__PASSAGE__:
Every year for as long as I can remember, I went to the pediatrician’s office around my birthday for my yearly checkup. I received vaccinations, had my height and weight recorded, and completed the standard routine of a physical.
Around the time I turned thirteen, I started filling out a questionnaire before I saw the doctor; you had to rank how often you thought or felt a specific way, such as “I have depressive thoughts” or “I have trouble sleeping at night” or “I feel tired and exhausted.” I would hand in the clipboard to the front desk, and thus I completed my mental health checkup for the year.
Most of the time I would just lie on the questionnaire. In high school, I would typically get 5-6 hours of sleep each night and would barely have the energy to go through the arduous day of club meetings, classes, sports games and practices, tests, and homework. But on the questionnaire under “I feel tired or exhausted,” I would just put “once a week.” It didn’t seem like it mattered what I answered. How could I encapsulate in a simple 10 question form (which has stayed the same since I started filling it out) the continuous swarm of stress, exhaustion, and frustration that clouded my brain every single day? I don’t think it is possible.
In health class, we labeled body parts on diagrams of both the inner and outer organs involved with sexual reproduction. We watched documentaries about sexual harassment and bullying. We learned how to give CPR and first aid. We did projects on the dangers of hard drugs and drunk driving and how accidents are the leading cause of death amongst adolescents. Yet we never talked about the second leading cause of deaths for people aged 15 to 19—suicide.
For some reason, physical health is regarded as more important to teach in schools than is its counterpart—mental health. Sure we had a school psychologist, but could I tell you where the office was or what the psychologist’s name was? I couldn’t even tell you the psychologist’s gender. Going to see the school psychologist was not normalized as compared with seeing the school nurse.
College, so far, hasn’t been much better. Part of the issue is the isolation brought on by covid and the only interactions I have occurring over a screen. Yet I think the real problem lies in both the cost of seeing a therapist regularly and our inability to see the need for preventative measures. According to Northwestern Mutual, in cities, the typical cost of one 45 minute session with a therapist ranges from $75 to $150, depending on insurance coverage. And while many colleges do offer some form of cheaper counselling or therapy to students, it is typically only seen as something to pursue when you are at the cliff’s edge. Prevention and continual care, just as we ensure in our yearly physicals and checkups, should be just as important in mental health care.

__DATA EXTRACT__:
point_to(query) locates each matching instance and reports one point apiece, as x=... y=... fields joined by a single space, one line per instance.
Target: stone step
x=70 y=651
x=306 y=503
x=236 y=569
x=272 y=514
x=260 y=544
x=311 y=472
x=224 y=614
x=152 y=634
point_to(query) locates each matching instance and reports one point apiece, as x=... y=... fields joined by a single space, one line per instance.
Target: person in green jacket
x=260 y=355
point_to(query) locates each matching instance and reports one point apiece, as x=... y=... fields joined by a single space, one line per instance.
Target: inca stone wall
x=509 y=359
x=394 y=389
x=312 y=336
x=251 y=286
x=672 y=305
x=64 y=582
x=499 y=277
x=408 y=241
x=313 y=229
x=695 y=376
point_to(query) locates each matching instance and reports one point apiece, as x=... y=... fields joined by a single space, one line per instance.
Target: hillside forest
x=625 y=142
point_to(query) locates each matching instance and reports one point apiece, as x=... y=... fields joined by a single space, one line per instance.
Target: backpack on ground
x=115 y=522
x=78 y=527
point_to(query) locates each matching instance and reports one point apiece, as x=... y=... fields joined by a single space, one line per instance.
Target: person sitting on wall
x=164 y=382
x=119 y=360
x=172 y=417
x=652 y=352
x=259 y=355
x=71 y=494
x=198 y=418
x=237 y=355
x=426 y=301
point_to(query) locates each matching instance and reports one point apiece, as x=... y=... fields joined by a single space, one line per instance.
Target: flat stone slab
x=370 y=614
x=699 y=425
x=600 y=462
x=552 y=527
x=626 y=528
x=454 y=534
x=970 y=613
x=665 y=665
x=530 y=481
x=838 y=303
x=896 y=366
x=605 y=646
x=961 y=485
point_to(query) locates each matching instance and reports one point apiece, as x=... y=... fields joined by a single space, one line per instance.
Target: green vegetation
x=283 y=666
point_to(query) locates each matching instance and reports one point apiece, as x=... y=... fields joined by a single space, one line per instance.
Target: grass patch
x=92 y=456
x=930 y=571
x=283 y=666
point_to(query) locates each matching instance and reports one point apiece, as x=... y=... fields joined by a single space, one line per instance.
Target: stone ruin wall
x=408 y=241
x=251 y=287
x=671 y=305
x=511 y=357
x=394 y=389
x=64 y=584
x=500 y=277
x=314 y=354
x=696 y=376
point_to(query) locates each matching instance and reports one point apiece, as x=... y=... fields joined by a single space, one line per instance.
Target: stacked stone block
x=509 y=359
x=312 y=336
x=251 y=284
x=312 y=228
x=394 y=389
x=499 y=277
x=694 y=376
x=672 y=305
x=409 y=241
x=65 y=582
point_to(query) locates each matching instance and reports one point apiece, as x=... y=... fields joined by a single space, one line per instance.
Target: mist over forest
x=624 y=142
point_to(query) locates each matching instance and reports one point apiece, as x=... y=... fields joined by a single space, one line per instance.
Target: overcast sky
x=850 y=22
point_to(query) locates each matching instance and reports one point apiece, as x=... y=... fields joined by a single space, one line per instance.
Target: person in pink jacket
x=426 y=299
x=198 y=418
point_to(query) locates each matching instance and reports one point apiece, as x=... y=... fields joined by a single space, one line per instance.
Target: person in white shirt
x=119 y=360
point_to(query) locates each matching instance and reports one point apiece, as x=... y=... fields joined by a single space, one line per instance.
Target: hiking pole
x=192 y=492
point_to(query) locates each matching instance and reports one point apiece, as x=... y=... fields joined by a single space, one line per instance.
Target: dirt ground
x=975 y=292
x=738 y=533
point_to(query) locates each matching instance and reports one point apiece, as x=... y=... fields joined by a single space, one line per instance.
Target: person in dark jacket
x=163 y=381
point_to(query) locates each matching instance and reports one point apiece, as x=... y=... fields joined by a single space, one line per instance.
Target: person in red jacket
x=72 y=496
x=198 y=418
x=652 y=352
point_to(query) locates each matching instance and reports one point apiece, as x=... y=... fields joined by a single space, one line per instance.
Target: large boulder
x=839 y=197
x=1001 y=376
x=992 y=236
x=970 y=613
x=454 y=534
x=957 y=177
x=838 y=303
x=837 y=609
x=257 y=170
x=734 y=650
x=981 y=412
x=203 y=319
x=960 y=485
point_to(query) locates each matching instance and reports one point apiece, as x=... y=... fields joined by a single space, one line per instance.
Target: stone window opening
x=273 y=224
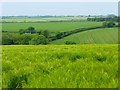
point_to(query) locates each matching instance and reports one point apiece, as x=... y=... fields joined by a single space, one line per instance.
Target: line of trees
x=99 y=19
x=30 y=36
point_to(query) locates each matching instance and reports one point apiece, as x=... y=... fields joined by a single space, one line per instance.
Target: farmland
x=50 y=26
x=98 y=36
x=60 y=66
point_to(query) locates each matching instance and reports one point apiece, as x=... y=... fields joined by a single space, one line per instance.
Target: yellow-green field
x=60 y=66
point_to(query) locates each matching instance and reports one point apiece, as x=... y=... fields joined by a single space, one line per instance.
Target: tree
x=46 y=33
x=38 y=39
x=24 y=39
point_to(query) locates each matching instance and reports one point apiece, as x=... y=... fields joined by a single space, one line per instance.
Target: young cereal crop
x=60 y=66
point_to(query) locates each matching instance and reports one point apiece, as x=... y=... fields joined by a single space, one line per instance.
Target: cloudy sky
x=59 y=8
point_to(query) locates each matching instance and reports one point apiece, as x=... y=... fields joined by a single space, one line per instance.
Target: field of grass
x=60 y=66
x=98 y=36
x=50 y=26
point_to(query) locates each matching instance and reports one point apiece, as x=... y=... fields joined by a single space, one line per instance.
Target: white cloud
x=59 y=0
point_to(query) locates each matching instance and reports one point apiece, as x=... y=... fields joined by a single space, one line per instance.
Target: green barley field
x=60 y=66
x=97 y=36
x=50 y=26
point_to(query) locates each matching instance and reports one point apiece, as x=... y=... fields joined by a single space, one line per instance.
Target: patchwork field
x=41 y=19
x=97 y=36
x=60 y=66
x=50 y=26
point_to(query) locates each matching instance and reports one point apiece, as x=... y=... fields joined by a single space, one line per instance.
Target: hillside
x=97 y=36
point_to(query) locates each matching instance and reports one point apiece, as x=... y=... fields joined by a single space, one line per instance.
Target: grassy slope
x=51 y=26
x=99 y=36
x=60 y=66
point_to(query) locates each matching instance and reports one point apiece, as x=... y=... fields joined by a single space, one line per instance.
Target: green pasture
x=50 y=26
x=96 y=36
x=60 y=66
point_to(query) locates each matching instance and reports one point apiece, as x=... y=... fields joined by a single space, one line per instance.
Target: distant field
x=50 y=26
x=41 y=19
x=60 y=66
x=98 y=36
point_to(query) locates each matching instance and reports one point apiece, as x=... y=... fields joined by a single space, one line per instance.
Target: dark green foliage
x=9 y=39
x=24 y=39
x=38 y=39
x=31 y=30
x=18 y=81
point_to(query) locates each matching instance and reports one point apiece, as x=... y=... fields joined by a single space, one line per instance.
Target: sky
x=58 y=8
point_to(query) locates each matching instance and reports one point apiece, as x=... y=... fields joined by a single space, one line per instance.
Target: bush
x=38 y=39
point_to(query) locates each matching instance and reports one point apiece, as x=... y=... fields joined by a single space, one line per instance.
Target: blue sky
x=59 y=8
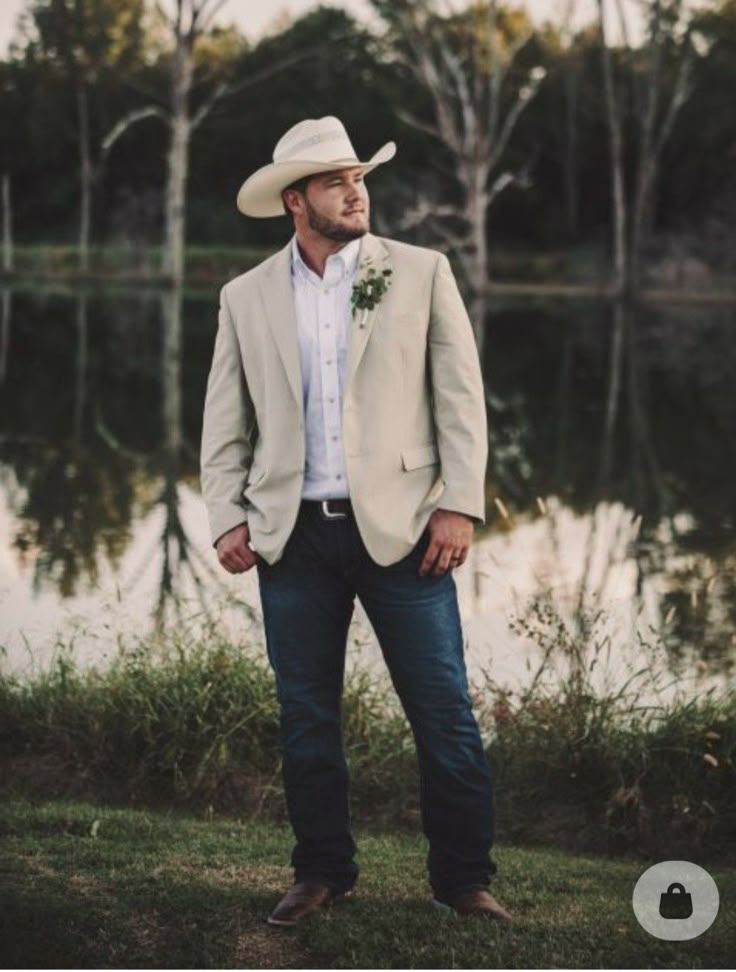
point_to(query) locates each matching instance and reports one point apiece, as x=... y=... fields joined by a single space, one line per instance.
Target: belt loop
x=325 y=510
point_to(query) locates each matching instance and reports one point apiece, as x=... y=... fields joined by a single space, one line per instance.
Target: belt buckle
x=324 y=507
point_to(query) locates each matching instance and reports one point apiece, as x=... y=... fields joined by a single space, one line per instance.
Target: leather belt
x=332 y=509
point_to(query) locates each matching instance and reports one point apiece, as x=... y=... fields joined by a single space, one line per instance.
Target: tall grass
x=193 y=721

__LIST OF TASKS__:
1. According to the essay on mental health care, what does one 45-minute therapy session typically cost in cities?
2. Write the next part of the essay on mental health care, starting after its last sentence.
The records have no connection to the essay on mental health care.

__SOLVED PROBLEMS__:
1. From $75 to $150, depending on insurance coverage.

2.
The first time you go to a therapist or seek help shouldn’t have to be when it feels as though your world is falling to pieces. Mental health care needs to be integrated into school’s education systems. So many of the problems and behaviors that arise in students stem from their own internal issues—bullying others due to a child’s own insecurities, drugs used as a coping mechanism for escaping the pressures of school and to feel an artificial high, and so many other problems.
Instead of wondering why a student might be driven to take drugs and pursue a course of empathy in what struggles someone may be going through, health teachers have tried to scare students by showing them the physical damages done to the body—if suicide is the second leading cause of death in elder teenagers, is showing potential harm to the body really the most effective course of prevention? Instead of questioning why a student might be driven to bully others and shift the attention away from his/her own insecurities, educators simply preach that bullying is terrible and morally wrong. If counselling sessions were offered to children to find underlying causes of bullying, anti-social behavior, or any other issue, this could be of great benefit to the student.
Mental health is just as important and worthwhile as physical health, yet we do not treat the two areas equally. As children are growing up, mental health “checkups” should be just as standardized if not occur more often than physical “checkups.” Our brain’s malleability and neuroplasticity (ability of the brain to grow, change, and adapt) only decreases as we age. Mental health could be woven into the fabric of our brains and help those in the generations to come, if instilled from an early age. Let’s take a few steps back from the edge of the cliff and make mental health care a priority for both ourselves and our children.